### Passage shown

* * * * * * *

I am very confused how they are making the jump to considering Jordan blocks instead of the entire $J$ matrix.
The Jordan normal form is block diagonal, hence so is every power of it, and a block diagonal matrix is equal to the identity iff every block is equal to the identity. So you can work one block at a time.
However, this is vastly overkill. Jordan normal form is a difficult theorem and a much simpler argument suffices here. People really overrely on Jordan normal form when it's not necessary.
Theorem: Let $T : V \to V$ be a linear map on a vector space over a field $K$ satisfying $f(T) = 0$ where $f(t) \in K[t]$ is a polynomial which splits completely and is separable over $K$. Then $T$ is diagonalizable; more precisely, $V$ is a finite direct sum $\bigoplus_{\lambda} V_{\lambda}$ where $\lambda$ ranges over all roots $f(\lambda) = 0$ of $f$ and $V_{\lambda} = \ker(T - \lambda)$ is the $\lambda$-eigenspace of $T$.
Note that we don't need to assume $K$ is algebraically closed or that $V$ is finite-dimensional, which actually makes this theorem not a special case of the JNF argument in two different ways. For example it continues to apply to representations of finite groups $G$ on infinite-dimensional vector spaces over fields $K$ such that all $|G|$-th roots of unity exist. To apply the conclusion here we take $K = \mathbb{C}$ and $f(t) = t^k - 1$. More generally:
Corollary: Let $T : V \to V$ be a linear map on a finite-dimensional vector space over a field $K$ whose characteristic polynomial or minimal polynomial splits completely and is separable over $K$. Then $T$ is diagonalizable.

* * * * * * *

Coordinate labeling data
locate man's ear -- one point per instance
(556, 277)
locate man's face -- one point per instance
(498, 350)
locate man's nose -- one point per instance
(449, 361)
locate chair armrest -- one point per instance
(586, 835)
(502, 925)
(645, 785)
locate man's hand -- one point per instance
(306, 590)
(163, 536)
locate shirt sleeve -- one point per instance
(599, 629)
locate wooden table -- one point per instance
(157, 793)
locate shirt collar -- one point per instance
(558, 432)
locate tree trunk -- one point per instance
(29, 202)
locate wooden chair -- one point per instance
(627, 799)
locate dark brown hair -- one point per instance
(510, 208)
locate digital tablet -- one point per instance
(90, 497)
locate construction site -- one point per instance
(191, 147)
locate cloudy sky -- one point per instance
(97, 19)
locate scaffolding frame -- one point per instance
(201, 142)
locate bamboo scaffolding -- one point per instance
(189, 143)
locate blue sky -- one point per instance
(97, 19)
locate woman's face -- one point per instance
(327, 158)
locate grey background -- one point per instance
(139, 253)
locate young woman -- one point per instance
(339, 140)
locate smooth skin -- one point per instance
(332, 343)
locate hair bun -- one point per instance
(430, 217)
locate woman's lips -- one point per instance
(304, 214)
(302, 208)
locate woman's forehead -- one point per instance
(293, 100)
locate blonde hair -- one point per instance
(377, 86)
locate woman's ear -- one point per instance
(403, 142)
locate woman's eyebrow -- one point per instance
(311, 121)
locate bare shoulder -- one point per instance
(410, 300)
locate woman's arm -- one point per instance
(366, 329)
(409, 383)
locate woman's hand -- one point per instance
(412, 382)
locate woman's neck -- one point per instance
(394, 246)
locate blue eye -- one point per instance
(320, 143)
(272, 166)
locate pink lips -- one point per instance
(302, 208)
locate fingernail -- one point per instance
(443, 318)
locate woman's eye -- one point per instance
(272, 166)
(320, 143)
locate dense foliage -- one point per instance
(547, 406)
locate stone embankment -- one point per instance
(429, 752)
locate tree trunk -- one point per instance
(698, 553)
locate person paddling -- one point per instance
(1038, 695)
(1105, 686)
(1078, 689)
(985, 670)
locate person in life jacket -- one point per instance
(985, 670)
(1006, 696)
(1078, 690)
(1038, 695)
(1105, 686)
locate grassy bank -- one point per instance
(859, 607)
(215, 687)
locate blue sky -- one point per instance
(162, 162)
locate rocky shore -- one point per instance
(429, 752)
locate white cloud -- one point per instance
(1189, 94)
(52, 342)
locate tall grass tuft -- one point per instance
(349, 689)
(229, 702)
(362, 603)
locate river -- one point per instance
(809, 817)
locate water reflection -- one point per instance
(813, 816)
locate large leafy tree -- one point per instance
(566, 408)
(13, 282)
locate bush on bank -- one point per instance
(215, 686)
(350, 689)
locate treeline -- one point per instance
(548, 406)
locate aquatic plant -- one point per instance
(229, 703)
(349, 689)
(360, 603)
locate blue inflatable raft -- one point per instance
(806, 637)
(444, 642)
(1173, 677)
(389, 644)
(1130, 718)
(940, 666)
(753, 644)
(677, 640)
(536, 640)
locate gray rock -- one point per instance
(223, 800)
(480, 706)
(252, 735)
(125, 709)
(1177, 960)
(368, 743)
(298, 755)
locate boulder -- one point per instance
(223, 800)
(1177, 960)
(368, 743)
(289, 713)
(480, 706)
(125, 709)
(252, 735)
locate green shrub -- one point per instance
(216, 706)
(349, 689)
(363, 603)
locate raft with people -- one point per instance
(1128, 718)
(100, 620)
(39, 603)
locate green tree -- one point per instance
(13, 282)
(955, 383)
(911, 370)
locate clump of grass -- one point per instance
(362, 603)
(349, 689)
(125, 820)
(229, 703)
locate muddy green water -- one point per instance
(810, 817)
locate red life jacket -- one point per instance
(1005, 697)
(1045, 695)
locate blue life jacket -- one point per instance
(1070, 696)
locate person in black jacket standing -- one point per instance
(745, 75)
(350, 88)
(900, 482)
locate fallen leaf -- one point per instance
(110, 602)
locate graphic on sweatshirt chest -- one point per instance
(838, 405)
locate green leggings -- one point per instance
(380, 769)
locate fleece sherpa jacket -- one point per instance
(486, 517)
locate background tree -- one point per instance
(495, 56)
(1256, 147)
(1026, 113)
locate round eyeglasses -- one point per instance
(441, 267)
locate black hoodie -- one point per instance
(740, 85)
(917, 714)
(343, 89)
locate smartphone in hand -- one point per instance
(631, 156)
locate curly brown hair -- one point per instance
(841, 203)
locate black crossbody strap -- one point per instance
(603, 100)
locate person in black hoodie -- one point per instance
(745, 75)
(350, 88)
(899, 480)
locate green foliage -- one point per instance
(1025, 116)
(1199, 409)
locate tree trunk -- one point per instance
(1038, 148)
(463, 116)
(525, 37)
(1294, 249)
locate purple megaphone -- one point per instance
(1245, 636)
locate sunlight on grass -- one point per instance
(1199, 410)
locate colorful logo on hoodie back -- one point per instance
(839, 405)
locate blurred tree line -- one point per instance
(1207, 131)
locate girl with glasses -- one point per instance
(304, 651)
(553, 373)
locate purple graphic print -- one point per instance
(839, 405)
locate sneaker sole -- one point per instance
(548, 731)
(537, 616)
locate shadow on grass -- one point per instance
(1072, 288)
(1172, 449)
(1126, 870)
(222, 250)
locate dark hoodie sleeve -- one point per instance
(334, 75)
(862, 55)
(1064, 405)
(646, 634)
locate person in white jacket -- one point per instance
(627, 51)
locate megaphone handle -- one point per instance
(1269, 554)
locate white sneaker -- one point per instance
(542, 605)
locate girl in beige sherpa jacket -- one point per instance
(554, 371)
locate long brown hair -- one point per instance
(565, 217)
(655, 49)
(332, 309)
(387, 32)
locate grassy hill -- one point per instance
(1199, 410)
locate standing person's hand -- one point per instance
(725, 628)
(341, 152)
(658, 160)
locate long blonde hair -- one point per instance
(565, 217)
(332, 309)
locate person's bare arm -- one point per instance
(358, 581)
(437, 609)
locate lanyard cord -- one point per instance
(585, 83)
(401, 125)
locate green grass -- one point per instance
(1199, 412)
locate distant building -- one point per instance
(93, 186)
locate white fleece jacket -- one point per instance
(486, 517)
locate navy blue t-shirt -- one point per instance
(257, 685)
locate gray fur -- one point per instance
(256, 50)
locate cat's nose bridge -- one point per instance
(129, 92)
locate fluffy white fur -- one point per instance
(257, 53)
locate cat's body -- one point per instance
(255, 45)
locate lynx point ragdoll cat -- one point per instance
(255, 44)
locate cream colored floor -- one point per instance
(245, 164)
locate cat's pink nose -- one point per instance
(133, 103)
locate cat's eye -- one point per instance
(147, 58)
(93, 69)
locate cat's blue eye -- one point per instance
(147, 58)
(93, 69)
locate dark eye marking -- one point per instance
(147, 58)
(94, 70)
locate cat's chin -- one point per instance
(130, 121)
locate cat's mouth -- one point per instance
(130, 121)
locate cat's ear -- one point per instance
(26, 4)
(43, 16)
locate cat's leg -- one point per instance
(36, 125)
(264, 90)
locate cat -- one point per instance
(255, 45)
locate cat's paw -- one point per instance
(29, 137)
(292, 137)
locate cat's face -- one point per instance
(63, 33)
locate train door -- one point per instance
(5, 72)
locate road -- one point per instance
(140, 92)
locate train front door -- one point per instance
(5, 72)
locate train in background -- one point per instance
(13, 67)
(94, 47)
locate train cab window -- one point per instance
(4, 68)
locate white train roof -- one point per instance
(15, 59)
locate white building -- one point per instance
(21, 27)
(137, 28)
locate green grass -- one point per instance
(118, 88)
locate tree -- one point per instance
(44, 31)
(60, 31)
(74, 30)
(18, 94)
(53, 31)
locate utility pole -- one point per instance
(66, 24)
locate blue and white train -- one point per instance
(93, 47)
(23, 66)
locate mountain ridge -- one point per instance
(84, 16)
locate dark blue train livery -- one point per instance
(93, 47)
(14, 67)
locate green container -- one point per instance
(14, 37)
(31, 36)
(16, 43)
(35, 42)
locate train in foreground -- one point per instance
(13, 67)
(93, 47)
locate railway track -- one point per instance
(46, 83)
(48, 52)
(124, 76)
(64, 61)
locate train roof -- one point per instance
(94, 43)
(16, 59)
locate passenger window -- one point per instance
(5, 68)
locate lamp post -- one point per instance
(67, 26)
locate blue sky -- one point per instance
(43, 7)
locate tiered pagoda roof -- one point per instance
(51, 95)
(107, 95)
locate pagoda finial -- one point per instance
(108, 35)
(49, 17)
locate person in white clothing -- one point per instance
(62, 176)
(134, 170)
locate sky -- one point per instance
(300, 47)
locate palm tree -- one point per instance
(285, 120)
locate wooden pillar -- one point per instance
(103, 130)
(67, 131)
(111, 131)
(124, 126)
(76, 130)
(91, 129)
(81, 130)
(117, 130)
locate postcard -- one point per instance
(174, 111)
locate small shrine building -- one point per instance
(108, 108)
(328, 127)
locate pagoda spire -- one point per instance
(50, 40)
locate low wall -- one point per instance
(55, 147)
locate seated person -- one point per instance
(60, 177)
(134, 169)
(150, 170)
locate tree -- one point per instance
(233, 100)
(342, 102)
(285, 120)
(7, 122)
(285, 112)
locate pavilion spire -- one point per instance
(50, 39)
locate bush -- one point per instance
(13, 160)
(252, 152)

* * * * * * *

### Goal
Answer these questions about the passage on Jordan normal form:
1. What must hold for a block diagonal matrix to equal the identity?
2. Which two assumptions does the theorem avoid needing?
3. Which field and which polynomial are chosen to apply the conclusion?

### Exercise output
1. Every block must equal the identity.
2. It does not need $K$ to be algebraically closed or $V$ to be finite-dimensional.
3. $K = \mathbb{C}$ and $f(t) = t^k - 1$.